### Stated goal
Please copy exactly the lines that begin with the one containing "the white shoulder" and end with the last line of the entries.

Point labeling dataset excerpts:
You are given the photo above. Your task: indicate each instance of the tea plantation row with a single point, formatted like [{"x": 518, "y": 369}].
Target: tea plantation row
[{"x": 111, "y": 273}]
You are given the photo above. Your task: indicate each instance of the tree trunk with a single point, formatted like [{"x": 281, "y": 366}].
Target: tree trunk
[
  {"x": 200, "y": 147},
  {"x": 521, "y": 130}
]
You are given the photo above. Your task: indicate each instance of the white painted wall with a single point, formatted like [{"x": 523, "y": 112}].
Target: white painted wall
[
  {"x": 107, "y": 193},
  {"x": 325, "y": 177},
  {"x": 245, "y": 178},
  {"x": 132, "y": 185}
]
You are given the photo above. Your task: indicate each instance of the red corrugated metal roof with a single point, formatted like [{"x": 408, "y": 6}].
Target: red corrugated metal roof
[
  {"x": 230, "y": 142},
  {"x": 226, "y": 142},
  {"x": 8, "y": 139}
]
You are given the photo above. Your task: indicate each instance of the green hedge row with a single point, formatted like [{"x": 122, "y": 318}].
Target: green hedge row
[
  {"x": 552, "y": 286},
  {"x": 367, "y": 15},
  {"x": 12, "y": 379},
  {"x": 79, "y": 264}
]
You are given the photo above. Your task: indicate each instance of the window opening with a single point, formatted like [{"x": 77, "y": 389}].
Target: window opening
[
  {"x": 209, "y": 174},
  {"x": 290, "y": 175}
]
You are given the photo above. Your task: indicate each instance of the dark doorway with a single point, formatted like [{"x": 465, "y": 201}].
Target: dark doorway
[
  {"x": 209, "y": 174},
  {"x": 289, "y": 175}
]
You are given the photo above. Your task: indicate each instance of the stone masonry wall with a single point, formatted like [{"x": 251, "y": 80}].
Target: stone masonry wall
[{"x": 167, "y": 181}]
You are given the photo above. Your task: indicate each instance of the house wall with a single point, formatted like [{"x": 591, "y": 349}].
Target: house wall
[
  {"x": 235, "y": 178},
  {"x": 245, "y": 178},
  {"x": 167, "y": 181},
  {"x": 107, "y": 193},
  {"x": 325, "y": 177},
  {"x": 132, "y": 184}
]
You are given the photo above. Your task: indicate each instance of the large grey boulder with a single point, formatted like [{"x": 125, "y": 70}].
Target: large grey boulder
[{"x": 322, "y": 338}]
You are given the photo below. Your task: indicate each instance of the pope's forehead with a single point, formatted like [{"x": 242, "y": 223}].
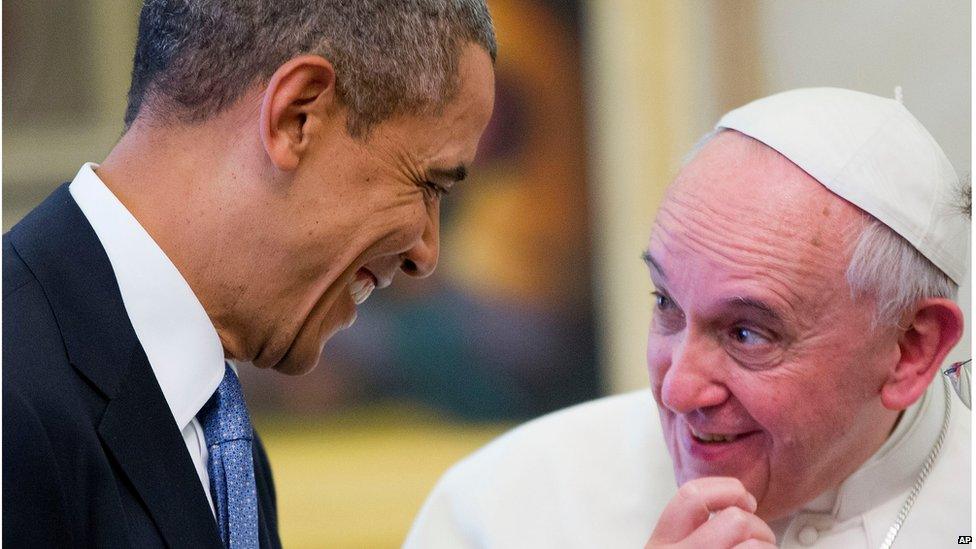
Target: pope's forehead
[{"x": 737, "y": 194}]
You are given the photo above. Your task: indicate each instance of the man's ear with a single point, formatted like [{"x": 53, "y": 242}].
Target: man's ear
[
  {"x": 932, "y": 332},
  {"x": 298, "y": 93}
]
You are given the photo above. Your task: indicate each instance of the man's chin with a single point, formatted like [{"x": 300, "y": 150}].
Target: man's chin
[{"x": 296, "y": 363}]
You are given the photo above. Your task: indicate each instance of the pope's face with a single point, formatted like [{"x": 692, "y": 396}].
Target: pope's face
[
  {"x": 762, "y": 366},
  {"x": 357, "y": 212}
]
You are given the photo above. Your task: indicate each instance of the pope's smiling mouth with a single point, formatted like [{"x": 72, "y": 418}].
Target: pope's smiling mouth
[
  {"x": 717, "y": 438},
  {"x": 362, "y": 286}
]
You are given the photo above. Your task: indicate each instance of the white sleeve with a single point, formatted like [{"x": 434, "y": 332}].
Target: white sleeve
[{"x": 441, "y": 521}]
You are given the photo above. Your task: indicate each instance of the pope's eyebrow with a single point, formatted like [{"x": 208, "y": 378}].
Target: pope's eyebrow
[
  {"x": 755, "y": 305},
  {"x": 455, "y": 174},
  {"x": 649, "y": 259}
]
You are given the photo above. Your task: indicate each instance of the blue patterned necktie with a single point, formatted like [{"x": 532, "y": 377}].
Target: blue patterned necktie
[{"x": 227, "y": 429}]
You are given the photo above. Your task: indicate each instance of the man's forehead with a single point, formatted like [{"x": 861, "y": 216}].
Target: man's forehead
[
  {"x": 736, "y": 179},
  {"x": 739, "y": 209}
]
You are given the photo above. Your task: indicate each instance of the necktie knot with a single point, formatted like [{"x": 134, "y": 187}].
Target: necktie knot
[
  {"x": 224, "y": 417},
  {"x": 228, "y": 432}
]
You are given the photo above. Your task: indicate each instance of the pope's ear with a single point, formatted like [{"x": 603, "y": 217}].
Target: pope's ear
[
  {"x": 933, "y": 330},
  {"x": 298, "y": 94}
]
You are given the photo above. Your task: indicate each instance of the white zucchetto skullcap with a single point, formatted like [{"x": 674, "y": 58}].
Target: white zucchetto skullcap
[{"x": 872, "y": 152}]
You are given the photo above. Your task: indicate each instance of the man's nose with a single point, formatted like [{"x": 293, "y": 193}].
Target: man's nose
[
  {"x": 692, "y": 379},
  {"x": 421, "y": 259}
]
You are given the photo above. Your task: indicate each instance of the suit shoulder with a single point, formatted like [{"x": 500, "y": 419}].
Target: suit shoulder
[{"x": 16, "y": 275}]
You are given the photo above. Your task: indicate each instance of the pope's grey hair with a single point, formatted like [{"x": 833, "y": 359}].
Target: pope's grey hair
[
  {"x": 884, "y": 266},
  {"x": 194, "y": 58}
]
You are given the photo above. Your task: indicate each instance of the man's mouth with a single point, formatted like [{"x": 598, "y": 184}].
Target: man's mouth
[
  {"x": 362, "y": 286},
  {"x": 713, "y": 437}
]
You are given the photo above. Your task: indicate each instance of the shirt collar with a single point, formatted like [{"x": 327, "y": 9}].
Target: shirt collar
[
  {"x": 891, "y": 470},
  {"x": 895, "y": 466},
  {"x": 178, "y": 337}
]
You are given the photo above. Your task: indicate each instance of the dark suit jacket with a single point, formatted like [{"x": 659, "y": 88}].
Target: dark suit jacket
[{"x": 92, "y": 456}]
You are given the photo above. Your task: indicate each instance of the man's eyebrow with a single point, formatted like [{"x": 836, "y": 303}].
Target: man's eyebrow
[
  {"x": 756, "y": 305},
  {"x": 649, "y": 259},
  {"x": 455, "y": 174}
]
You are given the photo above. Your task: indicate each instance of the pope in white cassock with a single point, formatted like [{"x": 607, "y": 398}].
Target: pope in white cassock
[{"x": 805, "y": 263}]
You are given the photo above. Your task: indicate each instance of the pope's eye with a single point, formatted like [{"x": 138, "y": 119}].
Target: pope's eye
[
  {"x": 662, "y": 301},
  {"x": 433, "y": 190},
  {"x": 747, "y": 336}
]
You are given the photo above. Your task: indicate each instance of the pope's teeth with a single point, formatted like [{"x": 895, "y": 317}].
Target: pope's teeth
[
  {"x": 713, "y": 438},
  {"x": 360, "y": 289}
]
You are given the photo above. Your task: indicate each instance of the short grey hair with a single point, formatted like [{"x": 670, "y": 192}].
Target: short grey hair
[
  {"x": 884, "y": 265},
  {"x": 194, "y": 58},
  {"x": 888, "y": 268}
]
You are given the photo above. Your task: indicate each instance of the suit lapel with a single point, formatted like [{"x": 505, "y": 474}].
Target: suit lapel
[
  {"x": 60, "y": 247},
  {"x": 139, "y": 430}
]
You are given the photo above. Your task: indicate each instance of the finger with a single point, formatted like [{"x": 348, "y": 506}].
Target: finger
[
  {"x": 730, "y": 527},
  {"x": 695, "y": 501}
]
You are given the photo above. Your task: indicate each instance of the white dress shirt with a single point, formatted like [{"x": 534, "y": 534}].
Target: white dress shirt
[
  {"x": 599, "y": 475},
  {"x": 177, "y": 335}
]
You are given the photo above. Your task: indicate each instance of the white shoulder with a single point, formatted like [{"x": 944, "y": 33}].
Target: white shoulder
[{"x": 589, "y": 475}]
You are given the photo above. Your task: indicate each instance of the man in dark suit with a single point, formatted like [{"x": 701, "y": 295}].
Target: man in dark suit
[{"x": 280, "y": 161}]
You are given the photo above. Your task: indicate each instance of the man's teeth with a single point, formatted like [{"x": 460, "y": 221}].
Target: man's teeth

### Result for this task
You are given the photo above. Your task: indicate each instance of the white shoulder with a single point, formatted like [{"x": 944, "y": 33}].
Target: white shoulder
[{"x": 589, "y": 475}]
You are given the photo above. Your task: indicate each instance of the man in dark suit with a single point, formatted like [{"x": 701, "y": 295}].
Target: man in dark suit
[{"x": 280, "y": 161}]
You are given the photo above. Your task: indicate each instance of the man's teeth with a single point, formatted like [{"x": 460, "y": 221}].
Target: man's teeth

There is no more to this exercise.